**STATED GOAL 1:** Below is the Simhanada page, followed by two blocks of entries. List every alternate name the Simhanada page gives for the central figure.

**PASSAGE SHOWN:**
Himalayan Art Resources

Item: Avalokiteshvara (Bodhisattva & Buddhist Deity) - Simhanada (Lion's Roar)

སྤྱན་རས་གཟིགས། 观音菩萨
(item no. 519)
Origin Location Tibet
Date Range 1800 - 1899
Lineages Kadam, Sakya and Uncertain
Size 55.88x37.47cm (22x14.75in)
Material Ground Mineral Pigment on Cotton
Collection Rubin Museum of Art
Catalogue # acc.# F1996.31.8
Notes about the Central Figure

Alternate Names: Lokeshvara Avalokita Lokanata Lokanatha Mahakarunika

Classification: Deity

Appearance: Peaceful

Gender: Male

Interpretation / Description

Simhanada, Avalokiteshvara (Tibetan: seng ge dra, chen re zi. English: the Lion's Roar, All Seeing Lord).

In front of an ornate palace Simhanada is seated on a lotus on the back of a lion with a green mane in turn seated upon a larger lotus; "... with a body white in colour, one face, two hands, three peaceful eyes, with the face slightly smiling. The right hand is extended above the knee in the mudra of giving refuge. The palm of the left hand is supported on the moon seat, holding the stem of a red lotus, the petals blossoming next to the ear. Above is the cleansing blue sword of wisdom. The left breast is covered with the skin of a krishnasara deer; encircled with a white Brahmin string necklace; with a lower garment of red silk. The body is slightly thin and dexterous. At the left above a red lotus with eight petals is a skullcup filled with various fragrant flowers; at the right, a trident with a green shaft entwined with a white snake. The left [hand] is in the gesture of holding a fragrant lotus." (Written by Yarlungpa Sengge Gyaltsen, 13th century).

**STATED GOAL 2:** List each line of the entries that follow which contains the string "buckthorn", with case counting.

**RECORDS PROVIDED:**
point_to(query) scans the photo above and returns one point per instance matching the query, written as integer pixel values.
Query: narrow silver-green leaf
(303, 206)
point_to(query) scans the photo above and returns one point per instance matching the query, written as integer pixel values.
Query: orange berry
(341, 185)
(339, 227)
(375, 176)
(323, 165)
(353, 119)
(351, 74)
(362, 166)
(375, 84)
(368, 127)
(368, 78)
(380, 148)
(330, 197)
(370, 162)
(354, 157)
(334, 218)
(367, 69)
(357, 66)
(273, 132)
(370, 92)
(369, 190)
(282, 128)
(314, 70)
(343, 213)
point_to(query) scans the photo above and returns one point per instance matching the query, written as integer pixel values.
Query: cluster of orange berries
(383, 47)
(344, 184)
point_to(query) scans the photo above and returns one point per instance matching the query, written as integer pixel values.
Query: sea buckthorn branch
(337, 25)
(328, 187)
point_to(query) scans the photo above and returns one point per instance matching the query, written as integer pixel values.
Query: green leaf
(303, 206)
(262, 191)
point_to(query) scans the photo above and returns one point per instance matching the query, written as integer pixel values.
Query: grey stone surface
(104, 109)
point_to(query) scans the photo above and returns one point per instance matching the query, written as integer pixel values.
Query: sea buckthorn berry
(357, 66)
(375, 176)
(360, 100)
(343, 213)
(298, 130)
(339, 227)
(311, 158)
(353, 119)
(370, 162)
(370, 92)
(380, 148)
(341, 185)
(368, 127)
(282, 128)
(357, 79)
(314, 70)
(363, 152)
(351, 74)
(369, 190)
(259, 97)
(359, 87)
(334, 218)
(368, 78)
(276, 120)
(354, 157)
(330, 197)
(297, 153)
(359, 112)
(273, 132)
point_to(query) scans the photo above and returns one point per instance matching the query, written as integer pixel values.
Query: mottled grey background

--

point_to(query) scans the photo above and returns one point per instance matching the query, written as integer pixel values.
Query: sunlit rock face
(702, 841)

**RIGHT ANSWER 1:** Lokeshvara, Avalokita, Lokanata, Lokanatha, Mahakarunika

**RIGHT ANSWER 2:**
Query: sea buckthorn branch
Query: sea buckthorn berry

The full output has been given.